The plan was always to tackle the clutter…
- At the weekend…
- Or after this particularly busy period at work finishes…
- Or when the kids break up, because then there’ll be more time…
…except something filled the time, and somehow a full weekend passes and not one area has been tackled.
Again.
So you find yourself walking through your house and looking at it, feeling – not motivated – just tired. And slightly guilty. And then you close as many doors as possible because looking at it all is a constant reminder of the fact you still haven’t done it.
If that sounds familiar, there’s a very good chance you’re an Ostrich.
The Ostrich is one of 4 Homebird types that we can all be at some stage or another during our lives.
This is the stage when everything feels like too much, where ‘stuff’ has accumulated past what feels manageable, and where the gap between where things are and where you want them to be feels so wide that starting seems pointless.
Because there’s so much to do, you don’t start on anything.

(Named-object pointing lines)
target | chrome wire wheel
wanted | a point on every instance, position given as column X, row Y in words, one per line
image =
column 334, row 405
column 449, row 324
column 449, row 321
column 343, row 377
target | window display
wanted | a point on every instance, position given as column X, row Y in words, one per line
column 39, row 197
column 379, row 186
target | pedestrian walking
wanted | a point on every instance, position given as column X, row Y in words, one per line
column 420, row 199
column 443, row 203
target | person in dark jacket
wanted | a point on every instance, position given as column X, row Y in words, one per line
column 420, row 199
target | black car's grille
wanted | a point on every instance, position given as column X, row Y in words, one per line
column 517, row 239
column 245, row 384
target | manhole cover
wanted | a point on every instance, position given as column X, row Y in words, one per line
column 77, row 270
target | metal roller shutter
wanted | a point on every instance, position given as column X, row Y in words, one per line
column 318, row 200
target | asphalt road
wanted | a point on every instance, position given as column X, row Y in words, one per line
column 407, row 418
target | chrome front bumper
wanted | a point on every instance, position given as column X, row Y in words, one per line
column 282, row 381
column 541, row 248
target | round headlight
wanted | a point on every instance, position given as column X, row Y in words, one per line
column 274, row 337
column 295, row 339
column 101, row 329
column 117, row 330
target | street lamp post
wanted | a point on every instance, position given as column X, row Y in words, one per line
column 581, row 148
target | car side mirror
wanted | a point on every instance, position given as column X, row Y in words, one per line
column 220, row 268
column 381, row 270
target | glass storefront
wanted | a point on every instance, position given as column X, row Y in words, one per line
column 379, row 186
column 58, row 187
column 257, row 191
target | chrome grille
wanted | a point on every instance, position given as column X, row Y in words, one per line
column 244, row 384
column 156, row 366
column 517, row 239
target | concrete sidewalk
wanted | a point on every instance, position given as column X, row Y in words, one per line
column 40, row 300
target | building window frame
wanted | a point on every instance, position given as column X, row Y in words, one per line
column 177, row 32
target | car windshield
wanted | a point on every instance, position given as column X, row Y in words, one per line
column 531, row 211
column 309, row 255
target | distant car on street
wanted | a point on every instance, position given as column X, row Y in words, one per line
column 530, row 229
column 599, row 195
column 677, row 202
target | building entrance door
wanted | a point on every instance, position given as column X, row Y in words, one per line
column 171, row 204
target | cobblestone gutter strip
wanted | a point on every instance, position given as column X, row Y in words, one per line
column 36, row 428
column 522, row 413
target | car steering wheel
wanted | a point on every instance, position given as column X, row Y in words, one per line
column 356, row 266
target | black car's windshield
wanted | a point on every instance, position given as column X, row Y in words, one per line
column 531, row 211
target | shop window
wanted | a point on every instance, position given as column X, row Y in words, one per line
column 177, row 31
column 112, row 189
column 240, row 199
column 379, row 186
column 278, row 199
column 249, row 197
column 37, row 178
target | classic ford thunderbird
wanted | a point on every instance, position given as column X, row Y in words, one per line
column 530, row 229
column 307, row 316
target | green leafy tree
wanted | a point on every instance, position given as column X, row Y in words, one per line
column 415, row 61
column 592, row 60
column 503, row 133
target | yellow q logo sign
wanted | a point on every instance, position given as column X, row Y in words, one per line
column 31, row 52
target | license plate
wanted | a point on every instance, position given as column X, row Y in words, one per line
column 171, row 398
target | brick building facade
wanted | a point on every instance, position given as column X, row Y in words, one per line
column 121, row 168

- [Task details]
Answer these questions about the clutter excerpt:
1. How many Homebird types does it say there are?
2. What does the person walking through the house do with the doors?
3. What reason does the final sentence give for not starting on anything?

- [Worked solution]
1. There are 4 Homebird types.
2. They close as many doors as possible.
3. There's so much to do.